Top of Document segment

I wonder if Trump's erratic behaviour based on egoistic considerations, using American success, renewal as his measurement, will really force people to realize how screwed up their worldview is. Johnny Depp as captain, or better said, Ahab on the Pequod.
Professor
Interesting post.
I tend not to see Stalin and Trump as particularly comparable in most ways.
Using psychological categories, including the Mayo Clinic's laundry list of possible symptoms, so to speak, of what they have chosen to define as narcissism, a disorder, only would further muddy any such comparison I fear.
One might argue, on any bunch of these numerous criteria, that the image of a Maverick Executive, a rogue entrepreneur, a mainstream hedge fund manager, a rail to rail venture capital firm's executives or its investment targets' chiefs, a CEO of most any major corporation, a member of any race which thinks its members are better than those of any other race, might be classified also as narcissists to a greater or lesser degree, and thus sick people.
I am not all against using social science insights at times, but one has to be very cautious describing either Trump or Stalin as a narcissist, or considering that their behaviors are comparable in terms of that Mayo Clinic psych framework.
All the best
Professor
One might also talk about the DSM-5, but this schema also has problems similar to what the Mayo Clinic states, and Mayo probably comes from DSM-5, not just from the discipline of psychology.
But there are significant differences in paradigms as between psychology and medicine.
Further, there could be also other causes of clinical observations of narcissist behavior than narcissism.
DSM-5 recommends different medications, in different doses, for some cases, rather than or in addition to psychotherapy, and maybe you could suggest that to the President.
Or perhaps I will, here and now, to save you doing that.
All the best
I would just add, as another aspect here, that paranoia of conspiracies, and grandiosity, are both very prominent hallmarks of schizophrenia, much more so than narcissism.
One can see elements of both in both.
All the best
Bear in mind that Stalin came to power in 1924, after Lenin's death. Like a number of other dictators, his cruelty, paranoia, and abuse of power took awhile to emerge. The events you mention took place in the mid-1930s and thereafter. Trump was somewhat constrained during his first two years in office, because he had some people in his inner circle who had the courage to challenge him or to refused to do what he wanted. That has changed. Everyone in his inner circle now is a yes-man or woman, and clearly Trump isn't going back. The rest of this term of office and, God forbid, a second term, could reveal a much closer tie between Trump's actions and those of Stalin and other terrible dictators.

Bottom of Document segment

> **Required action 1**
Reproduce the portion of the comments on Trump and Stalin that begins with the words containing "I wonder if" and ends with "on the Pequod.".
> **Required action 2**
In the comments on Trump and Stalin, which two traits are called very prominent hallmarks of schizophrenia?

Top of Data extract

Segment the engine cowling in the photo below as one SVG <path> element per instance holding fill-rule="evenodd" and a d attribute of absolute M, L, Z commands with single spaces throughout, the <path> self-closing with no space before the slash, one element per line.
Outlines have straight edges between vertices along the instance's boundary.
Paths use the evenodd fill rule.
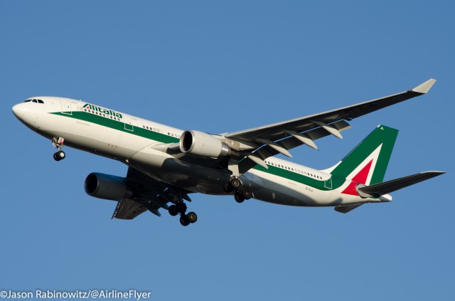
<path fill-rule="evenodd" d="M 89 196 L 106 200 L 120 201 L 133 195 L 124 178 L 99 172 L 87 176 L 84 188 Z"/>
<path fill-rule="evenodd" d="M 195 156 L 219 158 L 230 154 L 230 149 L 220 139 L 199 131 L 185 131 L 180 137 L 180 151 Z"/>

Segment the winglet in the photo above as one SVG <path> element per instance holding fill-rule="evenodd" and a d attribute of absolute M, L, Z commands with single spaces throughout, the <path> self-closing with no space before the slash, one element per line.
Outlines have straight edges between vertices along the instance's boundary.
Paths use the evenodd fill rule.
<path fill-rule="evenodd" d="M 434 80 L 433 78 L 430 78 L 429 80 L 427 80 L 425 83 L 412 89 L 412 91 L 417 92 L 417 93 L 425 94 L 428 91 L 429 91 L 429 89 L 432 88 L 432 86 L 433 86 L 435 82 L 436 82 L 436 80 Z"/>

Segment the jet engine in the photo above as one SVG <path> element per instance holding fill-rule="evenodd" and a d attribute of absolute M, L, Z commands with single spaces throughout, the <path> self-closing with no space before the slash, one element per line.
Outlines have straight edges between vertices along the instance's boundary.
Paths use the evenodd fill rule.
<path fill-rule="evenodd" d="M 124 178 L 92 172 L 85 179 L 85 192 L 90 196 L 111 201 L 129 199 L 133 195 Z"/>
<path fill-rule="evenodd" d="M 211 134 L 199 131 L 185 131 L 180 137 L 180 151 L 184 154 L 210 158 L 230 154 L 228 144 Z"/>

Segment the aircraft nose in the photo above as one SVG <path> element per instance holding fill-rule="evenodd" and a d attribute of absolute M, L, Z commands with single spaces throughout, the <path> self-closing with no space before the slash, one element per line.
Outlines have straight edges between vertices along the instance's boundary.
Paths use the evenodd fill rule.
<path fill-rule="evenodd" d="M 23 109 L 22 107 L 22 106 L 21 105 L 22 105 L 21 103 L 17 104 L 16 105 L 14 105 L 13 107 L 13 114 L 14 114 L 14 115 L 20 119 L 20 116 L 21 115 L 21 112 L 23 111 Z"/>

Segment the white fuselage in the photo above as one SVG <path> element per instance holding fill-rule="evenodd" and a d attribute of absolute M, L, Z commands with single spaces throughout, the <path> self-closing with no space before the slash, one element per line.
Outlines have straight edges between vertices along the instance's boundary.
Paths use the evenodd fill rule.
<path fill-rule="evenodd" d="M 44 103 L 23 102 L 13 111 L 37 133 L 49 139 L 63 137 L 65 145 L 118 160 L 169 184 L 204 194 L 227 194 L 223 189 L 230 176 L 227 169 L 201 164 L 200 158 L 160 149 L 160 144 L 178 142 L 183 130 L 80 100 L 36 98 Z M 350 181 L 332 187 L 328 173 L 274 157 L 265 162 L 268 169 L 253 168 L 241 177 L 258 200 L 309 206 L 390 201 L 343 194 Z"/>

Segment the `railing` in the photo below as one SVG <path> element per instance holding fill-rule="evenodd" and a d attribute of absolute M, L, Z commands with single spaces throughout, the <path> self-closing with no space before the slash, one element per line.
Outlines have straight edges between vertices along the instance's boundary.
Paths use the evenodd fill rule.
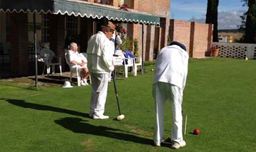
<path fill-rule="evenodd" d="M 220 48 L 218 57 L 256 59 L 256 44 L 213 42 L 212 45 Z"/>

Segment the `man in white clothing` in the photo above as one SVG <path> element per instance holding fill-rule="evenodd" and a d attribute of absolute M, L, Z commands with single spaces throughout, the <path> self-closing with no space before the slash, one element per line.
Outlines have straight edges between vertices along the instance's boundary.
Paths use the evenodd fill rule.
<path fill-rule="evenodd" d="M 110 53 L 109 50 L 113 49 L 110 40 L 116 30 L 116 25 L 112 22 L 105 21 L 101 27 L 101 31 L 89 40 L 87 50 L 87 66 L 91 73 L 92 87 L 89 117 L 94 119 L 109 118 L 103 114 L 109 73 L 114 69 L 113 53 Z"/>
<path fill-rule="evenodd" d="M 115 49 L 115 45 L 116 44 L 118 45 L 121 45 L 122 44 L 122 40 L 120 38 L 120 36 L 119 36 L 119 35 L 118 35 L 118 32 L 117 31 L 114 31 L 114 34 L 112 37 L 111 37 L 111 39 L 110 40 L 111 41 L 111 42 L 113 45 L 113 48 L 112 50 L 110 50 L 111 53 L 113 53 L 113 54 L 116 54 L 116 52 Z M 112 53 L 113 52 L 113 53 Z M 108 78 L 108 82 L 111 83 L 112 83 L 111 82 L 111 73 L 112 72 L 110 72 L 109 75 L 109 78 Z"/>
<path fill-rule="evenodd" d="M 183 90 L 185 87 L 189 55 L 183 44 L 173 41 L 158 54 L 155 69 L 153 95 L 155 100 L 154 143 L 160 146 L 164 135 L 164 109 L 165 101 L 171 100 L 172 126 L 171 147 L 186 145 L 182 134 Z"/>
<path fill-rule="evenodd" d="M 80 71 L 81 77 L 81 85 L 82 86 L 87 86 L 87 78 L 90 76 L 87 67 L 86 66 L 85 61 L 83 60 L 81 55 L 78 53 L 78 47 L 76 43 L 71 43 L 69 45 L 70 50 L 68 50 L 68 56 L 70 63 L 72 65 L 70 67 L 72 68 L 76 68 L 77 67 Z"/>

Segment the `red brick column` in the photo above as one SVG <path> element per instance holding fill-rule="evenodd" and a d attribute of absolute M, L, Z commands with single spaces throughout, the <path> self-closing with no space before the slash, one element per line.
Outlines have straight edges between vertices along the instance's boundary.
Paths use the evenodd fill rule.
<path fill-rule="evenodd" d="M 195 22 L 191 22 L 190 26 L 190 42 L 189 46 L 189 57 L 193 57 L 194 54 L 194 40 L 195 39 Z"/>
<path fill-rule="evenodd" d="M 16 74 L 28 73 L 27 14 L 10 13 L 11 70 Z"/>
<path fill-rule="evenodd" d="M 174 20 L 170 20 L 170 26 L 169 28 L 169 36 L 171 39 L 171 41 L 174 40 Z"/>
<path fill-rule="evenodd" d="M 81 18 L 81 43 L 80 52 L 86 52 L 87 43 L 93 35 L 93 21 L 91 18 Z"/>
<path fill-rule="evenodd" d="M 62 69 L 65 68 L 65 16 L 49 15 L 50 48 L 57 56 L 61 57 Z M 58 68 L 56 68 L 57 70 Z"/>
<path fill-rule="evenodd" d="M 154 44 L 155 41 L 155 25 L 148 25 L 147 27 L 147 41 L 145 60 L 153 60 Z"/>
<path fill-rule="evenodd" d="M 167 46 L 168 35 L 169 33 L 169 19 L 167 18 L 160 18 L 160 27 L 162 28 L 161 35 L 161 48 Z"/>
<path fill-rule="evenodd" d="M 213 31 L 213 24 L 209 24 L 208 27 L 208 42 L 207 42 L 207 52 L 206 56 L 210 56 L 211 54 L 211 47 L 212 44 L 212 35 Z"/>

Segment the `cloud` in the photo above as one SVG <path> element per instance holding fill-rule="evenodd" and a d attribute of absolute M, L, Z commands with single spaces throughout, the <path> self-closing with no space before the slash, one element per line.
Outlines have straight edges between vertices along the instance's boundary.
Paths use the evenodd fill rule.
<path fill-rule="evenodd" d="M 205 4 L 196 2 L 178 2 L 171 3 L 171 9 L 175 9 L 179 11 L 186 11 L 200 13 L 205 13 L 206 6 Z"/>
<path fill-rule="evenodd" d="M 241 25 L 241 20 L 240 17 L 244 13 L 244 11 L 219 12 L 218 14 L 218 29 L 237 29 Z M 191 18 L 189 21 L 205 23 L 205 18 Z"/>

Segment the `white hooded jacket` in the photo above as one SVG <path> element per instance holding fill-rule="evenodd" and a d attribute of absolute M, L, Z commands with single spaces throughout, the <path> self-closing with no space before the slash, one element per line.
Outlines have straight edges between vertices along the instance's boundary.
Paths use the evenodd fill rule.
<path fill-rule="evenodd" d="M 188 74 L 189 55 L 177 45 L 163 48 L 157 56 L 154 84 L 171 84 L 184 89 Z"/>
<path fill-rule="evenodd" d="M 110 40 L 105 34 L 99 31 L 88 41 L 87 53 L 87 67 L 90 73 L 108 74 L 114 70 L 113 49 Z"/>

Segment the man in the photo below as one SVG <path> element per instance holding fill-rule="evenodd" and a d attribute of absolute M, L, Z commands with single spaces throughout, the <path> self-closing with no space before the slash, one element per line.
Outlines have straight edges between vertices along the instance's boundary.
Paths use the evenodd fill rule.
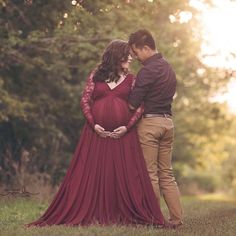
<path fill-rule="evenodd" d="M 176 76 L 170 64 L 156 51 L 155 41 L 147 30 L 129 37 L 129 45 L 143 64 L 129 97 L 130 109 L 144 105 L 138 134 L 149 176 L 160 201 L 163 194 L 169 209 L 169 225 L 182 224 L 180 194 L 172 170 L 174 125 L 171 104 L 176 91 Z"/>

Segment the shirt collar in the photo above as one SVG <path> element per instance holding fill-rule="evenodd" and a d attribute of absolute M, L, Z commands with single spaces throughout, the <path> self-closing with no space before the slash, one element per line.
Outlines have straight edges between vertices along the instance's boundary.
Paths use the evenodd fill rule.
<path fill-rule="evenodd" d="M 153 62 L 153 61 L 160 59 L 160 58 L 162 58 L 162 54 L 160 52 L 157 52 L 153 56 L 146 59 L 142 64 L 145 66 L 145 65 L 149 64 L 150 62 Z"/>

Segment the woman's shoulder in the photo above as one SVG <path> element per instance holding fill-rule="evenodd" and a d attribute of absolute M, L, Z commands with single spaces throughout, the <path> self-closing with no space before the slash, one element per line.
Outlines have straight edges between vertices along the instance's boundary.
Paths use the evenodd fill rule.
<path fill-rule="evenodd" d="M 132 73 L 128 73 L 127 74 L 127 78 L 129 79 L 129 80 L 135 80 L 135 75 L 134 74 L 132 74 Z"/>

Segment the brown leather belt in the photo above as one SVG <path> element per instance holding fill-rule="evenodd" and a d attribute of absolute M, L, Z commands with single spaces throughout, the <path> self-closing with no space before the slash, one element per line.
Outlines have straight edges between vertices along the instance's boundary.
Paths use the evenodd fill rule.
<path fill-rule="evenodd" d="M 165 117 L 165 118 L 172 118 L 169 114 L 145 114 L 143 118 L 151 118 L 151 117 Z"/>

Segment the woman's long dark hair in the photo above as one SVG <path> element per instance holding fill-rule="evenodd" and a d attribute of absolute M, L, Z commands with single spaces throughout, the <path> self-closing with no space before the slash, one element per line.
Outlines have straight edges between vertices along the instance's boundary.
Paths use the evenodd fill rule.
<path fill-rule="evenodd" d="M 123 40 L 110 42 L 103 53 L 101 63 L 95 70 L 94 82 L 117 82 L 121 71 L 128 72 L 121 67 L 121 64 L 128 60 L 129 54 L 130 47 L 127 42 Z"/>

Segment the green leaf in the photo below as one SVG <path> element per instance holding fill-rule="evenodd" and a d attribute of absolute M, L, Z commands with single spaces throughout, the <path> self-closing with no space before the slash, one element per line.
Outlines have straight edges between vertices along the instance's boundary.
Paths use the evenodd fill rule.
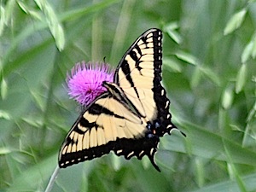
<path fill-rule="evenodd" d="M 0 148 L 0 155 L 8 154 L 9 153 L 11 153 L 11 150 L 8 148 Z"/>
<path fill-rule="evenodd" d="M 226 27 L 224 28 L 224 34 L 227 35 L 234 32 L 236 29 L 238 29 L 242 21 L 244 20 L 246 13 L 247 12 L 247 9 L 242 9 L 239 12 L 233 15 L 233 16 L 228 21 Z"/>
<path fill-rule="evenodd" d="M 200 70 L 201 73 L 206 75 L 209 79 L 211 79 L 216 85 L 220 85 L 220 78 L 218 75 L 212 71 L 212 68 L 207 67 L 205 66 L 200 66 Z"/>
<path fill-rule="evenodd" d="M 163 59 L 163 66 L 164 67 L 167 67 L 167 69 L 170 71 L 177 73 L 182 72 L 182 67 L 180 67 L 180 64 L 177 61 L 170 57 Z"/>
<path fill-rule="evenodd" d="M 228 109 L 231 107 L 234 98 L 233 87 L 231 85 L 226 87 L 222 96 L 222 107 Z"/>
<path fill-rule="evenodd" d="M 236 93 L 239 93 L 241 90 L 242 90 L 246 80 L 247 80 L 247 65 L 243 63 L 241 64 L 241 68 L 238 71 L 237 76 L 236 76 Z"/>
<path fill-rule="evenodd" d="M 199 64 L 198 59 L 189 53 L 186 53 L 184 51 L 177 51 L 174 54 L 174 55 L 176 55 L 178 59 L 180 59 L 185 62 L 188 62 L 189 64 L 192 64 L 195 66 Z"/>
<path fill-rule="evenodd" d="M 253 43 L 250 41 L 241 53 L 241 63 L 245 63 L 246 61 L 247 61 L 249 57 L 252 55 L 253 48 Z"/>
<path fill-rule="evenodd" d="M 180 44 L 183 41 L 183 38 L 181 35 L 176 32 L 176 30 L 178 28 L 177 22 L 172 22 L 166 26 L 164 30 L 169 37 L 177 44 Z"/>
<path fill-rule="evenodd" d="M 8 84 L 5 79 L 3 78 L 1 81 L 1 97 L 5 99 L 8 93 Z"/>
<path fill-rule="evenodd" d="M 9 113 L 0 109 L 0 119 L 1 118 L 9 120 L 11 119 L 11 115 L 9 114 Z"/>
<path fill-rule="evenodd" d="M 56 46 L 58 49 L 61 51 L 65 45 L 64 31 L 57 19 L 54 9 L 45 0 L 35 0 L 35 2 L 44 12 L 48 26 L 55 40 Z"/>

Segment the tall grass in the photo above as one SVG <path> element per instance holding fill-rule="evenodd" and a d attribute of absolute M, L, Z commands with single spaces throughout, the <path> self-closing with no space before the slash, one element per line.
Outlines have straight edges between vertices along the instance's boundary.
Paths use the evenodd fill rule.
<path fill-rule="evenodd" d="M 158 173 L 109 154 L 60 170 L 52 191 L 255 191 L 253 0 L 0 1 L 0 189 L 44 191 L 78 118 L 66 73 L 117 66 L 145 30 L 164 32 L 163 84 L 178 132 Z"/>

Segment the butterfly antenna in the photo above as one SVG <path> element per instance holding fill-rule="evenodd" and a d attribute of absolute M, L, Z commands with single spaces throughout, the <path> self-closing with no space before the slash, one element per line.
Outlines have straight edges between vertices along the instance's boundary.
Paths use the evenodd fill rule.
<path fill-rule="evenodd" d="M 155 164 L 154 160 L 154 155 L 148 155 L 148 159 L 150 160 L 152 165 L 154 166 L 154 167 L 158 171 L 158 172 L 161 172 L 160 169 L 159 168 L 159 166 Z"/>

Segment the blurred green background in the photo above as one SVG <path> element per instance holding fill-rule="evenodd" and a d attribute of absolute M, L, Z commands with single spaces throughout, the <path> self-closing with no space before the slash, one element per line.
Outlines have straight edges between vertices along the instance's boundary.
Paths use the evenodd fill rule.
<path fill-rule="evenodd" d="M 164 32 L 173 131 L 147 158 L 111 154 L 61 169 L 52 191 L 256 191 L 256 1 L 1 0 L 0 190 L 44 191 L 79 114 L 67 73 L 117 66 Z"/>

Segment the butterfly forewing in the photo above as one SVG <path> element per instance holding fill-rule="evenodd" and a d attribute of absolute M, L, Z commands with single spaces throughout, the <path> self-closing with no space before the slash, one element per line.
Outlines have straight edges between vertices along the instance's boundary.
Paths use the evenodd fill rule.
<path fill-rule="evenodd" d="M 159 137 L 175 127 L 160 84 L 161 41 L 161 31 L 150 29 L 130 47 L 114 74 L 118 95 L 105 93 L 81 114 L 62 144 L 60 167 L 113 150 L 126 159 L 148 155 L 160 171 L 154 160 Z"/>

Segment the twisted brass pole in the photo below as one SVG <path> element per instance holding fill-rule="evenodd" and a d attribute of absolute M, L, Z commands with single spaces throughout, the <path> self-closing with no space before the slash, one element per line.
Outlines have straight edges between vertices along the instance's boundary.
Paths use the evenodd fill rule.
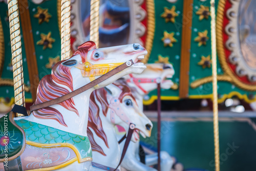
<path fill-rule="evenodd" d="M 217 56 L 215 1 L 210 0 L 211 60 L 212 70 L 212 96 L 215 170 L 220 171 L 220 144 L 219 140 L 219 116 L 218 111 Z"/>
<path fill-rule="evenodd" d="M 9 23 L 12 50 L 15 103 L 25 106 L 24 80 L 18 0 L 8 0 Z M 23 116 L 17 114 L 17 117 Z"/>
<path fill-rule="evenodd" d="M 91 0 L 90 39 L 99 48 L 99 0 Z"/>
<path fill-rule="evenodd" d="M 70 0 L 61 0 L 61 60 L 70 57 Z"/>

Bottom of Data extract

> **Expected answer 1**
I wonder if Trump's erratic behaviour based on egoistic considerations, using American success, renewal as his measurement, will really force people to realize how screwed up their worldview is. Johnny Depp as captain, or better said, Ahab on the Pequod.

> **Expected answer 2**
Paranoia of conspiracies and grandiosity.